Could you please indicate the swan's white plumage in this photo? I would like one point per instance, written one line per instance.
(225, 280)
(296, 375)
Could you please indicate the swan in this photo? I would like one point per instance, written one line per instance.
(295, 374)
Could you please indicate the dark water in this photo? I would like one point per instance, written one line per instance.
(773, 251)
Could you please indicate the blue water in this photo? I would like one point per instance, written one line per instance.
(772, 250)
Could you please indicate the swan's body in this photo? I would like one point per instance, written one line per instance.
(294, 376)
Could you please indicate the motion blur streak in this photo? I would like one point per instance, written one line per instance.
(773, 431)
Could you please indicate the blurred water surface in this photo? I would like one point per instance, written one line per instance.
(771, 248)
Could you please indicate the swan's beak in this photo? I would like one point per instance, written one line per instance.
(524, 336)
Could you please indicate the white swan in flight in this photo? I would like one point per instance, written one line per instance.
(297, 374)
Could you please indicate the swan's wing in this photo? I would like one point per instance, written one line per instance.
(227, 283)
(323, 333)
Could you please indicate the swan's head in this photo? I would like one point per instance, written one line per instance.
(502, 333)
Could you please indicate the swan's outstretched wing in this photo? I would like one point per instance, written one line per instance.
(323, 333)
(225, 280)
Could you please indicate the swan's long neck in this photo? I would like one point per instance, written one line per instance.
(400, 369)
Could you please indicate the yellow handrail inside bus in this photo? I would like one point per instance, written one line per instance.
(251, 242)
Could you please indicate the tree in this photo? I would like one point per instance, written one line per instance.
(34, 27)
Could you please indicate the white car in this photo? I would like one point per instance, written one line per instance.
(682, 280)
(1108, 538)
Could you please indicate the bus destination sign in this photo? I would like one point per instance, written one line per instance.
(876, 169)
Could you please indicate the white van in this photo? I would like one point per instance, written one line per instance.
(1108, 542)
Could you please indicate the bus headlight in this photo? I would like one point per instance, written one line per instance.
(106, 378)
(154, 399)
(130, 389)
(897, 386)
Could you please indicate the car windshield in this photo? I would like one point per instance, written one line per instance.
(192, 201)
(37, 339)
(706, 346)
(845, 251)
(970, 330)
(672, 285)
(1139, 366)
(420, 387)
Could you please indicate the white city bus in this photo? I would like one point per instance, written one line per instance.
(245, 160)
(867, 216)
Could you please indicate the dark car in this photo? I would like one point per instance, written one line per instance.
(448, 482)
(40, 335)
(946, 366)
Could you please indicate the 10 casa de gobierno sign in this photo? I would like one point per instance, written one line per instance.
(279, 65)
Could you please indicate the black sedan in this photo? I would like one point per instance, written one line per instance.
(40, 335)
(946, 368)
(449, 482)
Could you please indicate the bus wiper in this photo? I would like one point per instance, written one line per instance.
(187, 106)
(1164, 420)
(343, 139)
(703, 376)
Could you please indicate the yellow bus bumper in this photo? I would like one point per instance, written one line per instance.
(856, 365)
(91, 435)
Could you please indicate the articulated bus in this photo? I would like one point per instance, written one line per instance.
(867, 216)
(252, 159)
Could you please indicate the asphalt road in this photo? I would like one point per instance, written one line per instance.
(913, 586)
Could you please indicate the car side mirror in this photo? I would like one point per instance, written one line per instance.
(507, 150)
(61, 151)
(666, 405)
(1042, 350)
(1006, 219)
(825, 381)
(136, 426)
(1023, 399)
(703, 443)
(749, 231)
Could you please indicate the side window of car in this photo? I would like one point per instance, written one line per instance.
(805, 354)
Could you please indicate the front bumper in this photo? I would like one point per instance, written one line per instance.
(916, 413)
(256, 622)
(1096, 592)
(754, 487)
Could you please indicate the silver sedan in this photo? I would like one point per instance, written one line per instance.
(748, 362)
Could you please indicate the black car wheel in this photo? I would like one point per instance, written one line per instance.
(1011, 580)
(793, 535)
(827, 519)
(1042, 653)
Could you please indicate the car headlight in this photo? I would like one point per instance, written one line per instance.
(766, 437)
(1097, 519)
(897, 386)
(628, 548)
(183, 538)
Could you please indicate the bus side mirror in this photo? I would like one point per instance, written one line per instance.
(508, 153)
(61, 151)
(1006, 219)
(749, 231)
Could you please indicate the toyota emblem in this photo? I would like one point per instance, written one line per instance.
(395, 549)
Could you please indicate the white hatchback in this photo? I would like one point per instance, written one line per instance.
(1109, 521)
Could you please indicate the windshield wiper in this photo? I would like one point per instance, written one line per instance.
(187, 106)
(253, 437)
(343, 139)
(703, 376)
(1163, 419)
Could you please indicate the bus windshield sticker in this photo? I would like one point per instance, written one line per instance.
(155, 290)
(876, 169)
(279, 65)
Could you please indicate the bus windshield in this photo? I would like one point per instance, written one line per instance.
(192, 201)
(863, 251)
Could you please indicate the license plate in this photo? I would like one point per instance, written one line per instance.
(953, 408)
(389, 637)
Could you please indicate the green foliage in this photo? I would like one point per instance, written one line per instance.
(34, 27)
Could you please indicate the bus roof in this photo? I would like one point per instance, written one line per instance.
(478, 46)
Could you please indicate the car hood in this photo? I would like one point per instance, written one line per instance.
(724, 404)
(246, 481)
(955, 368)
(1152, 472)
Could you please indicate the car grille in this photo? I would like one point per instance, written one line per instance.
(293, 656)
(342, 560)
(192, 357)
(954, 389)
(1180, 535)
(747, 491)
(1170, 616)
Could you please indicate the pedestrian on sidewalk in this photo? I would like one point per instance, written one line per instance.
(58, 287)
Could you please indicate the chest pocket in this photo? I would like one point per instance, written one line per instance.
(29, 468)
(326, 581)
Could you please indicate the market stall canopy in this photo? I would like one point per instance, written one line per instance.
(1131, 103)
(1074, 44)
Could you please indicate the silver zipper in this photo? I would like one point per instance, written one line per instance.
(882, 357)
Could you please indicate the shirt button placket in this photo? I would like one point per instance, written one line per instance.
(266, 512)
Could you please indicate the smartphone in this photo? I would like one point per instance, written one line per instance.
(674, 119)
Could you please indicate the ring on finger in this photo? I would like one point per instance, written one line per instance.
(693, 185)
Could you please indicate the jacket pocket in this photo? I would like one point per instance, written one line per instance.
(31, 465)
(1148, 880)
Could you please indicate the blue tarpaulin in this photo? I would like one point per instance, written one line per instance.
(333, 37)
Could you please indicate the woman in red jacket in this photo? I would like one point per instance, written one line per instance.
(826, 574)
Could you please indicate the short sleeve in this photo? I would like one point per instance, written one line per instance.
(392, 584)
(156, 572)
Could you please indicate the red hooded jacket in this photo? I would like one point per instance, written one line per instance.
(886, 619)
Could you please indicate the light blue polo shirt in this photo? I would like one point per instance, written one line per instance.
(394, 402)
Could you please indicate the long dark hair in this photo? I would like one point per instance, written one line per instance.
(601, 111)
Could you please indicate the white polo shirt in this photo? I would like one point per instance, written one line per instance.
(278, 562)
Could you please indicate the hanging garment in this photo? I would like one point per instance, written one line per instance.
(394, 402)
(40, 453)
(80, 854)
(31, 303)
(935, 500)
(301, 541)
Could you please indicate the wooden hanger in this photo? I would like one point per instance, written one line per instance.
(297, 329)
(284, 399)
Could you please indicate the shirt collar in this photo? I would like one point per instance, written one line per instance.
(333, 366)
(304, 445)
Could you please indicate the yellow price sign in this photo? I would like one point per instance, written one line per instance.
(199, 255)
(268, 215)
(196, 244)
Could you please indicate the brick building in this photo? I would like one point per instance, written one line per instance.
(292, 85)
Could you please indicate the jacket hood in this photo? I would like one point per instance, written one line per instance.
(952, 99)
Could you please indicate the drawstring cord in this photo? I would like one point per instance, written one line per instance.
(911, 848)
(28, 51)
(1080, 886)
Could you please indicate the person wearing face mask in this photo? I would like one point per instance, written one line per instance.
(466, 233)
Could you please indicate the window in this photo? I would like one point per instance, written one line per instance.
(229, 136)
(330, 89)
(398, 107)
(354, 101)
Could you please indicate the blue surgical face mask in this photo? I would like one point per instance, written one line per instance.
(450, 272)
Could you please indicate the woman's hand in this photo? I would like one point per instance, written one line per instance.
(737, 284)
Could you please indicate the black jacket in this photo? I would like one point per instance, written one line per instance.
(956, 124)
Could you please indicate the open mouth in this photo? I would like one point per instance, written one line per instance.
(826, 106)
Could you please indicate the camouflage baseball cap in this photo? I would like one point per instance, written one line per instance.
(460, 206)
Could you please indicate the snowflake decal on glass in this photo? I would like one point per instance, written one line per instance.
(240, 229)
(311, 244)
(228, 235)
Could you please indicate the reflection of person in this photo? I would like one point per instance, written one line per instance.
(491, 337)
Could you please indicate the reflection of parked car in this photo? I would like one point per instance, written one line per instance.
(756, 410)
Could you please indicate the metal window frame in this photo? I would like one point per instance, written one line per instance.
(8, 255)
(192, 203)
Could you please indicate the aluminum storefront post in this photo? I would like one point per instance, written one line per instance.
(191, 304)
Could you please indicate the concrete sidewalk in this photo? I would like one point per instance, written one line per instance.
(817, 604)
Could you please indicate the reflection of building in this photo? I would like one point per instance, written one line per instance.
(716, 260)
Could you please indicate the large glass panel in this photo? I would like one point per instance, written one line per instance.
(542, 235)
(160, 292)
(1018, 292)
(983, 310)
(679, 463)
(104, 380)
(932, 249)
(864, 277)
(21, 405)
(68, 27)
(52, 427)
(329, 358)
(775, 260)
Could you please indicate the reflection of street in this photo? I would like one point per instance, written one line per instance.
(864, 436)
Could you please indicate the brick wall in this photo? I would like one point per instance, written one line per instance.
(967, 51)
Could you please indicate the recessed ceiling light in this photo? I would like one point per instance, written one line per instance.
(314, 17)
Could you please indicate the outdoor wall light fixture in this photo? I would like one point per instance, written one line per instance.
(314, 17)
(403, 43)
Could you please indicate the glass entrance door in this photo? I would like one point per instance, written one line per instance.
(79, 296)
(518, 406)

» REQUEST:
Rewrite as a numbered list the part of the material that opens with the line containing "Could you please indicate the black car" and closes with the line containing "(1042, 653)", including both of those lines and omitting any blank lines.

» SOLUTION TO THIS TASK:
1. Could you please indicate the black car wheel in this photo? I would like one point per instance, written one line per instance.
2. (1011, 580)
3. (793, 535)
4. (827, 519)
5. (1042, 653)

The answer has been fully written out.